__抜粋本文__.
-- -- --

「城推し」や「Vtuber推し」子どもの“推し活”事情 中高生の4人に1人が「月1万円以上使う」
2023年8月18日 07:10
「推し活」とは自分のイチオシの人やキャラクターを応援する活動で、子どもたちにも広がっています。好きな人や物事を応援する姿は微笑ましい一方で、どのようにお金を使っているのかなど、心配な面も。推し活が子どもに与える影響を取材しました。
子どもの“推し活”事情とは?
愛知県岩倉市の学習塾で推し活をやっている人を尋ねると…
「はーい!」(クラス全員)
「全員!?こんなことありますか!?」(西尾アナウンサー)
夏休みも勉強に忙しい中学生たちですがーー
ーなんの推し活をやってる?
「Vtuberの推し活をやっています」(中学生)
それぞれの机の上にはユーチューバーやアニメのキャラクターなど、推しグッズの数々。
子ども向けサイト「ニフティキッズ」が行った調査でも、なんと小中学生の92%が「推しがいる」と回答。
多くは歌い手やユーチューバー、アイドルなどを推しているそうなんです。
可愛くデコった推しのカードケース
お小遣いから月に2000円をかけて「推し活」に母親は…
ハンズの推し活グッズコーナーで出会ったのはーー
ー推しはいますか?
「『すとぷり』の莉犬くん」(姉)
「『フォーエイト48』ユーチューバーの」(妹)
ネットアイドル「すとぷり」推しの姉、中学3年生の村中優心さんとユーチューバー「フォーエイト48」推しの妹、小学6年生の杏羽さん。
2人の部屋を見せてもらうとー
姉・優心さんは、自分の部屋を推しに囲まれた空間に。

-- -- --

__提供資料__.
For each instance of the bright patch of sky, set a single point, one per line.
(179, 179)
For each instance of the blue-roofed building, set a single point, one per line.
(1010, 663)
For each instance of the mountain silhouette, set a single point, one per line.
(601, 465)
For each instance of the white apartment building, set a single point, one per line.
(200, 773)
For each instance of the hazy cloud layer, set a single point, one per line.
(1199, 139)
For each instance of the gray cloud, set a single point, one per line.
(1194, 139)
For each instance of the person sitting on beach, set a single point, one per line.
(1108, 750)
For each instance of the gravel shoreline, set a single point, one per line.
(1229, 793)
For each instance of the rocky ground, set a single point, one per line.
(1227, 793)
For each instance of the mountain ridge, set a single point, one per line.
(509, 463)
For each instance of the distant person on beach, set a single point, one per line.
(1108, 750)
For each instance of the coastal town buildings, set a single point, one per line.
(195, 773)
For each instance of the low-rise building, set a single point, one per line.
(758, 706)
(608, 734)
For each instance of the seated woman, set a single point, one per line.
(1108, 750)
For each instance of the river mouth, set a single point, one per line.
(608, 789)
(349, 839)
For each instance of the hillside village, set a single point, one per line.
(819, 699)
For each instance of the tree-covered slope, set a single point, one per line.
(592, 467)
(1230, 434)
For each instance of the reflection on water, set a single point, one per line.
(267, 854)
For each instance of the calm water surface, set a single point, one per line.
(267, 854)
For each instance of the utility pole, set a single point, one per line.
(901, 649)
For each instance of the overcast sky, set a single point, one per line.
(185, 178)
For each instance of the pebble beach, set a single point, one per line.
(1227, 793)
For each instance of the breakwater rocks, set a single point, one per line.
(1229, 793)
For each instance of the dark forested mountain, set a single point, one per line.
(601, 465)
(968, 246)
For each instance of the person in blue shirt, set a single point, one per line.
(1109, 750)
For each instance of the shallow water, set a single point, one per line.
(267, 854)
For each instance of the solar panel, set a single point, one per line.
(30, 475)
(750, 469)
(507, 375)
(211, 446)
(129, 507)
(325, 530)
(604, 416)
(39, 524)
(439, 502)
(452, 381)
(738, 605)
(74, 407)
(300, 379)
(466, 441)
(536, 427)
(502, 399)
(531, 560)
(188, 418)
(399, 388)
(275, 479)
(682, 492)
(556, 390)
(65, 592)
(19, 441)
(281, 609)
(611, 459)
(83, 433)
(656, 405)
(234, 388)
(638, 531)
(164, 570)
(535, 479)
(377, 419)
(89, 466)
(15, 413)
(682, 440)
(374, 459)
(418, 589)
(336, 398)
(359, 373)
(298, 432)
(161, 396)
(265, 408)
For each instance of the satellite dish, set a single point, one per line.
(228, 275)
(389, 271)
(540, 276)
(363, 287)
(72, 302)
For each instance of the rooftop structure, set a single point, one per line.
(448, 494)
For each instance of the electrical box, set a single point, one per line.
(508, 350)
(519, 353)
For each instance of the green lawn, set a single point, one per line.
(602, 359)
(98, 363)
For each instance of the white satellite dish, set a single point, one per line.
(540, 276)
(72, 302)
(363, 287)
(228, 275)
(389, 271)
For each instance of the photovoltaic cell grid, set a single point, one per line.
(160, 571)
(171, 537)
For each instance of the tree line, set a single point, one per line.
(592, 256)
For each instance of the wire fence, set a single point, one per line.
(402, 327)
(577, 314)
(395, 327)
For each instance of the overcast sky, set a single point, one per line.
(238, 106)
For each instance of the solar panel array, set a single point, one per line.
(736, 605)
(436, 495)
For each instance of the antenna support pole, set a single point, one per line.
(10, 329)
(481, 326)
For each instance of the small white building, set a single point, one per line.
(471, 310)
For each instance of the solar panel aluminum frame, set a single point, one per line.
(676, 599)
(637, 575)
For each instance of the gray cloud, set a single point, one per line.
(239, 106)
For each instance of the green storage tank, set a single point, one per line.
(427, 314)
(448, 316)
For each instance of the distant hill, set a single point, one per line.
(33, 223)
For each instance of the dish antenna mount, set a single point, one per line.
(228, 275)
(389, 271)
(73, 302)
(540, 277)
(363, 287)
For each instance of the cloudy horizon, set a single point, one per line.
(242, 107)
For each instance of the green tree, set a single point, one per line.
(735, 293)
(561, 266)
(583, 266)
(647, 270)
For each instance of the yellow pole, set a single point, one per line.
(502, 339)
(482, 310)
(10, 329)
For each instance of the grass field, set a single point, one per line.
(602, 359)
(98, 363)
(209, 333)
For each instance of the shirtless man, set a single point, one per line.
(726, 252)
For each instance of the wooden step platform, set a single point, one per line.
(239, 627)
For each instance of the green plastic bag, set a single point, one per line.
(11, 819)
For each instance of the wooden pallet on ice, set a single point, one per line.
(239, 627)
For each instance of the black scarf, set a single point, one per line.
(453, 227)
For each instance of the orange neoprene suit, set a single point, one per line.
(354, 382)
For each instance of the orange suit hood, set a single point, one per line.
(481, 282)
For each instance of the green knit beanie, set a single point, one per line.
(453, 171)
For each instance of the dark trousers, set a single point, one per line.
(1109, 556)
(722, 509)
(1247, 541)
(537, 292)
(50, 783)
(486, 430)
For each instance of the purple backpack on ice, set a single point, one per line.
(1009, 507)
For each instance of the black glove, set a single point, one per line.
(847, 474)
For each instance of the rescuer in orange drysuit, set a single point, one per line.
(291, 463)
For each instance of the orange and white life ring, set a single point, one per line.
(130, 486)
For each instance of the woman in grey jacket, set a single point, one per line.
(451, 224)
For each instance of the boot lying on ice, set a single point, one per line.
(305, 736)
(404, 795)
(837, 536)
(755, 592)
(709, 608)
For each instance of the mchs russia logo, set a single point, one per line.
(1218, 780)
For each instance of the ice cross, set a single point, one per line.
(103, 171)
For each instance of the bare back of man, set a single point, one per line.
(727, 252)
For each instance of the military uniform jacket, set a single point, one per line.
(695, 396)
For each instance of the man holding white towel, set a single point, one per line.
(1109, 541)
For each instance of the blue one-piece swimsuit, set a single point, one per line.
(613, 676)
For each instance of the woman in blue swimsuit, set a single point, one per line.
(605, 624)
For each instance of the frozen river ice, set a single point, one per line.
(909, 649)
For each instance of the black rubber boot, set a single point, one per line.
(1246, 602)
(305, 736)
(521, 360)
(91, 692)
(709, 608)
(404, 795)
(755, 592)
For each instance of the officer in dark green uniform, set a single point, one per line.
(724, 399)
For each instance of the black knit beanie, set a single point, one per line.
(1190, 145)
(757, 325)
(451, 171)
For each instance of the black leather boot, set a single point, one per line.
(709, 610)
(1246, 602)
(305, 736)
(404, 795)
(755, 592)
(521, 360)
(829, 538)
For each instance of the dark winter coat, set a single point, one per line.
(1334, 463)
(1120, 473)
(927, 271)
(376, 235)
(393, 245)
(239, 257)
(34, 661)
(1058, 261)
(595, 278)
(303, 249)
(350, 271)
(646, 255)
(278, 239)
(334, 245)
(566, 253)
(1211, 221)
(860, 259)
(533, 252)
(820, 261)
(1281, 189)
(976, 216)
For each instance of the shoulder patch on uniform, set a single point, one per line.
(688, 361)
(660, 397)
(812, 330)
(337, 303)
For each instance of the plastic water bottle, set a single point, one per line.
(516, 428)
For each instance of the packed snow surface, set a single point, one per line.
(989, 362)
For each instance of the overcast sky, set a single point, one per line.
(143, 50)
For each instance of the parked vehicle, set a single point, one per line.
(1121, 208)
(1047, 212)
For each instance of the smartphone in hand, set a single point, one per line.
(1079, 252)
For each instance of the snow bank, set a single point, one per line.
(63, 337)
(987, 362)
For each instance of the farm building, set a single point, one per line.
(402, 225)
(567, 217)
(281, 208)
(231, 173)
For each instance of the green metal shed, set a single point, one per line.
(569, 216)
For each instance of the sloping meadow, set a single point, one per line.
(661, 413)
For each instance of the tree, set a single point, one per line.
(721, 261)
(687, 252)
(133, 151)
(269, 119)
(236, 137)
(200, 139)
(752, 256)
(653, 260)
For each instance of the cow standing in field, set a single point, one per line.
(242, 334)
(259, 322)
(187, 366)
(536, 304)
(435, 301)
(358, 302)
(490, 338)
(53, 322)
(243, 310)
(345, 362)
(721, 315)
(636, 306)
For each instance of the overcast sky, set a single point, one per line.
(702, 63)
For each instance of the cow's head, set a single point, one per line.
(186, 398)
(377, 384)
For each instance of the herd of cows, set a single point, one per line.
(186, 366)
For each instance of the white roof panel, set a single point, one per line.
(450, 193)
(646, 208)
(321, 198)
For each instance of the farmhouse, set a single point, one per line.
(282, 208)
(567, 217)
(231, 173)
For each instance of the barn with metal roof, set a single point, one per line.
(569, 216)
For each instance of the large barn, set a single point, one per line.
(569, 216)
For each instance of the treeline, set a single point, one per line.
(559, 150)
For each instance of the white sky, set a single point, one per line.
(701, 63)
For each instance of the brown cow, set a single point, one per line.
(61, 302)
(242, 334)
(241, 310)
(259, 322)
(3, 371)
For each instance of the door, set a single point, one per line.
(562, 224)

-- -- --

__課題の条件__.
推し活の記事のうち、「2023年8月18日 07:10」から始まり「それぞれの机の上にはユーチューバーやアニメのキャラクターなど、推しグッズの数々。」まで続く部分を、「学習塾」を「進学塾」に置き換えて編集しなさい。 エントリーは推し活の記事とは関係がありません。

__結果は以下__.
2023年8月18日 07:10
「推し活」とは自分のイチオシの人やキャラクターを応援する活動で、子どもたちにも広がっています。好きな人や物事を応援する姿は微笑ましい一方で、どのようにお金を使っているのかなど、心配な面も。推し活が子どもに与える影響を取材しました。
子どもの“推し活”事情とは?
愛知県岩倉市の進学塾で推し活をやっている人を尋ねると…
「はーい!」(クラス全員)
「全員!?こんなことありますか!?」(西尾アナウンサー)
夏休みも勉強に忙しい中学生たちですがーー
ーなんの推し活をやってる?
「Vtuberの推し活をやっています」(中学生)
それぞれの机の上にはユーチューバーやアニメのキャラクターなど、推しグッズの数々。